◆ **EXERCISE AIM**
Restate the complete material exactly.

◆ **RECORDS SHOWN**
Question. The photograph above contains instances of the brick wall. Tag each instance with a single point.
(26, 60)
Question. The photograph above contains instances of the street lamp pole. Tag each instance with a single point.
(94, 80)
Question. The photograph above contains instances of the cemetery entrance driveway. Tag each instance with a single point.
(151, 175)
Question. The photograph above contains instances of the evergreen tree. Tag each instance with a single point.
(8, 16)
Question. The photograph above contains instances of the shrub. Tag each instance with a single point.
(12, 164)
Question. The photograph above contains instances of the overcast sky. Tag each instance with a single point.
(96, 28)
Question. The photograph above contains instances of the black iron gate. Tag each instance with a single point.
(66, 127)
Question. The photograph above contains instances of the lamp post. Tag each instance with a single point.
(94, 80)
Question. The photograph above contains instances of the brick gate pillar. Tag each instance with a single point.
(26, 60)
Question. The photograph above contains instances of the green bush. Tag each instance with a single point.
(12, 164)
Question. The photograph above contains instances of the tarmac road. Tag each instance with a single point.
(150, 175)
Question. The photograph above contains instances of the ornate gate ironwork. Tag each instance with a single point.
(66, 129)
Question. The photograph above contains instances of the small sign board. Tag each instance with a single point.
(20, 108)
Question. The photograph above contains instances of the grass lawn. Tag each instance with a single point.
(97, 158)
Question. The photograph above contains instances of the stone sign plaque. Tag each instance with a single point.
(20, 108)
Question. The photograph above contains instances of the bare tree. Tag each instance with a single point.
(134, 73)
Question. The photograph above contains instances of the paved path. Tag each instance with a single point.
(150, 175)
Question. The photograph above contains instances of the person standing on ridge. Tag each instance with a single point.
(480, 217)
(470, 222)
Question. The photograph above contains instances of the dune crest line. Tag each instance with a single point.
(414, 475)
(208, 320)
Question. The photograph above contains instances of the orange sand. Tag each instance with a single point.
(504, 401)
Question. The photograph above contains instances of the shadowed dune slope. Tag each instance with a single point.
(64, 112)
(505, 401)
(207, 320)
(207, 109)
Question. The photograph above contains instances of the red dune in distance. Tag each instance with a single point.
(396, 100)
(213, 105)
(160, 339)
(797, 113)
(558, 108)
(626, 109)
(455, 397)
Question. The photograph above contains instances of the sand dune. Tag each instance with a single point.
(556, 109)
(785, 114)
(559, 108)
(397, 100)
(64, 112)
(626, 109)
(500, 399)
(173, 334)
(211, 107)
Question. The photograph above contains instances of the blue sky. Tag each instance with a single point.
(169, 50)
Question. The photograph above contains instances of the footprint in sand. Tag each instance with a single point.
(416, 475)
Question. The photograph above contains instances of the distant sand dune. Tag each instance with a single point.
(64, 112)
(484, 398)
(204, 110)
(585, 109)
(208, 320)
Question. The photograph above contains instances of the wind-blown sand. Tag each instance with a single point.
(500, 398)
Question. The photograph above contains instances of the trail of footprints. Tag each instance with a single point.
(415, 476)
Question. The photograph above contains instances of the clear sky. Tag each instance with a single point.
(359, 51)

◆ **RESPONSE TO THE EXERCISE**
Question. The photograph above contains instances of the brick wall. Tag each instance with a single point.
(26, 60)
Question. The photograph above contains instances of the street lamp pole. Tag each instance with a single point.
(94, 80)
Question. The photograph above contains instances of the cemetery entrance driveway. Tag each instance with a single point.
(151, 175)
Question. The photograph above contains instances of the evergreen tree. Tag each instance with a single point.
(8, 16)
Question. The photograph above contains instances of the shrub. Tag each instance with a single point.
(12, 164)
Question. The photograph above contains instances of the overcast sky. Tag each instance with a single point.
(96, 28)
Question. The photograph above contains instances of the black iron gate. Tag each instance with a single point.
(66, 127)
Question. The photograph above contains instances of the lamp post. Tag each instance with a single point.
(94, 80)
Question. The photograph above contains instances of the brick gate pillar. Tag each instance with a single point.
(26, 60)
Question. The photograph above contains instances of the green bush. Tag each instance with a single point.
(12, 164)
Question. The photograph above contains instances of the tarmac road. Tag each instance with a single point.
(150, 175)
Question. The photograph above contains instances of the ornate gate ironwork. Tag each instance with a single point.
(66, 129)
Question. The photograph above contains instances of the small sign board. Tag each instance with a single point.
(20, 108)
Question. The photograph above contains instances of the grass lawn. Tag each instance with a single point.
(97, 158)
Question. The photograph above contains instances of the stone sign plaque. Tag each instance with a single point.
(20, 108)
Question. The photograph above contains instances of the bare tree. Tag each instance with a single point.
(134, 73)
Question. The photograph above contains instances of the paved path. Tag each instance with a single point.
(150, 175)
Question. The photograph above contains instances of the person standing on ridge. Tag each instance with a single point.
(480, 217)
(470, 222)
Question. The photograph above contains instances of the dune crest line. Tag each instance with a single point.
(414, 475)
(208, 320)
Question. The photograph above contains instances of the orange sand. Tag each instance with a single point.
(504, 401)
Question. The photograph above contains instances of the shadowed dune slope. Tag each instance with a single point.
(64, 112)
(505, 401)
(207, 320)
(207, 109)
Question. The photograph above contains instances of the red dune in distance. Tag each instance with a single point.
(396, 100)
(213, 105)
(160, 339)
(797, 113)
(558, 108)
(626, 109)
(455, 397)
Question. The photograph above contains instances of the sand dune. Tag each instance with a single point.
(556, 109)
(785, 114)
(559, 108)
(397, 100)
(64, 112)
(626, 109)
(500, 399)
(173, 334)
(211, 107)
Question. The photograph above contains instances of the blue sky. Tag each instance with a single point.
(169, 50)
Question. The photograph above contains instances of the footprint in sand. Tag each instance with a single point.
(416, 475)
Question. The photograph above contains instances of the distant sand dune. Tag each instance with a single point.
(64, 112)
(484, 398)
(204, 110)
(585, 109)
(208, 320)
Question. The photograph above contains instances of the wind-blown sand. Tag each instance with a single point.
(500, 398)
Question. The photograph above contains instances of the trail of footprints. Tag each instance with a single point.
(415, 476)
Question. The photograph above contains instances of the clear sky. Tag each instance with a single point.
(359, 51)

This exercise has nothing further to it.